Following up on yesterday's post, ABA To Vote Today On 75% Bar Passage Requirement: ABA Journal, ABA House Rejects Proposal to Tighten Bar Pass Standards for Law Schools:
The ABA House of Delegates on Tuesday voted against a proposal to tighten bar passage rate standards for accredited law schools. ...
A storm of criticism has surrounded Standard 316’s proposed revision, which would have required that to meet accreditation standards, 75 percent of a law schools’ graduates must pass a bar exam within a two-year period. ...
A proposed revision to Standard 501, which addresses law school admissions, was approved Monday by the House of Delegates. Resolution 110A states that law schools should “adopt, publish and adhere” to admissions policies and practices consistent with the Standards and only admit applicants who appear capable of finishing law school and passing the bar. Also, It adds language that being in compliance with Standard 316 is not alone sufficient to meet the Standard 501 requirements, and it makes an additional requirement that law schools with non-transfer attrition rates higher than 20 percent must demonstrate that they’re in compliance with 501.
Kyle McEntee, executive director and co-founder of the reform group Law School Transparency, thought that House of Delegates vote to approve revisions to Standard 501 was promising. “The revisions to Standard 501 are an enormous win that will make it more difficult for law schools to exploit students for tuition,” he said. “While the Standard 316 battle was lost this time, the war is not over. The law schools that do more harm than good will be held accountable for terrible bar passage rates.”
ABA Press Release, Bar Passage Proposal Fails, Immigration Resolutions Approved After Spirited ABA House Debate:
The proposal from the Council of the ABA Section of Legal Education and Admissions to the Bar drew the most attention, and failed on a divided voice vote that was overwhelmingly opposed. The change would have simplified and strengthened the bar passage rate – considered a measure of the quality of a law school education – by requiring that ABA-approved law schools have 75 percent of its graduates who take the bar exam pass it within two years of graduation. The exam is given twice a year.

**ROWS:**
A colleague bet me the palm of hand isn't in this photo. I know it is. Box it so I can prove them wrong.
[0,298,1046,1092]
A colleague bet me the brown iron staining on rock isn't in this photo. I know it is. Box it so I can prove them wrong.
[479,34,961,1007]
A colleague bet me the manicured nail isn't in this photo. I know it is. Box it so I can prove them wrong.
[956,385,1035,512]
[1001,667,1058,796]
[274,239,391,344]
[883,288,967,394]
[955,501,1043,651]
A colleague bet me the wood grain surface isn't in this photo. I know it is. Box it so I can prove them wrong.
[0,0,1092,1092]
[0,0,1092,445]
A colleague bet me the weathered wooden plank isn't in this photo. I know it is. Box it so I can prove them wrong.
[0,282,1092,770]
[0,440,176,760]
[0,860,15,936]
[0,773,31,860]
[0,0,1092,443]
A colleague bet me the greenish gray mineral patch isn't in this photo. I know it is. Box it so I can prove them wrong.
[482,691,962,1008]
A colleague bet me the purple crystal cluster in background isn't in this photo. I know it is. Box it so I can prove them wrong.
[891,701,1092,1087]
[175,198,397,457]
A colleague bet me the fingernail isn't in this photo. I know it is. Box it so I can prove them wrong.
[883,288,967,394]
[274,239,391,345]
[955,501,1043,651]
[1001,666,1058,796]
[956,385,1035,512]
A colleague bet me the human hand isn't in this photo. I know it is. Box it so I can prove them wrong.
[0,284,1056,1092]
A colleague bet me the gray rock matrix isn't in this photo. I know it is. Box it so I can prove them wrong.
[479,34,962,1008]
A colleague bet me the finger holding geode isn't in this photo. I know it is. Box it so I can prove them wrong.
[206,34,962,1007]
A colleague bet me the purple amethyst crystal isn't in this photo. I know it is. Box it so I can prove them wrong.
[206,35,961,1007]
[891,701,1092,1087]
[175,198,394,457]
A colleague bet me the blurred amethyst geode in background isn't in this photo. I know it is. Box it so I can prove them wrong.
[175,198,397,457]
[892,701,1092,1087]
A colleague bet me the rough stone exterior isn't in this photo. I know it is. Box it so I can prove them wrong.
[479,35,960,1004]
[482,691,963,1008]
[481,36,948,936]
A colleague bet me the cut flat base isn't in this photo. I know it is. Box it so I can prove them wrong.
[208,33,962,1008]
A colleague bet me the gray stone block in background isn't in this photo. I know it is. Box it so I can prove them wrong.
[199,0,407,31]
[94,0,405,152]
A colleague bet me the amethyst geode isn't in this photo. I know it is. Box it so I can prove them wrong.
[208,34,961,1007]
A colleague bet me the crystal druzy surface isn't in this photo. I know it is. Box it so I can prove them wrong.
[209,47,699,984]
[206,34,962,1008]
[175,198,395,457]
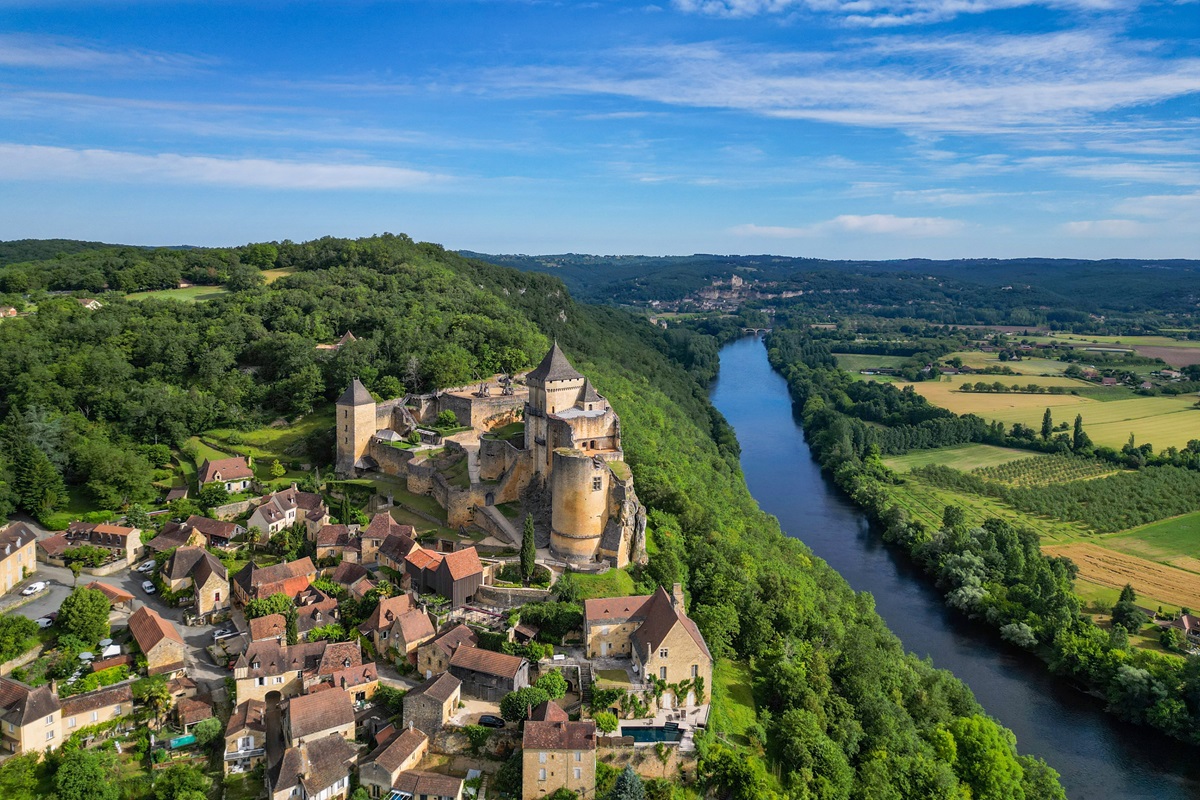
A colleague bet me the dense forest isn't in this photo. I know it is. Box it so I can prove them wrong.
[0,236,1064,800]
[769,330,1200,744]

**EXERCISE REQUIREMENTS:**
a) According to the post on the ABA vote, why did Kyle McEntee see the approved revisions to Standard 501 as promising? Answer in one to three sentences.
b) Write out the post on the ABA vote between "A storm of criticism" and "compliance with 501.", inclusive.

**RESPONSES IN ORDER:**
a) McEntee called the revisions to Standard 501 an enormous win. He said they will make it more difficult for law schools to exploit students for tuition.

b)
A storm of criticism has surrounded Standard 316’s proposed revision, which would have required that to meet accreditation standards, 75 percent of a law schools’ graduates must pass a bar exam within a two-year period. ...
A proposed revision to Standard 501, which addresses law school admissions, was approved Monday by the House of Delegates. Resolution 110A states that law schools should “adopt, publish and adhere” to admissions policies and practices consistent with the Standards and only admit applicants who appear capable of finishing law school and passing the bar. Also, It adds language that being in compliance with Standard 316 is not alone sufficient to meet the Standard 501 requirements, and it makes an additional requirement that law schools with non-transfer attrition rates higher than 20 percent must demonstrate that they’re in compliance with 501.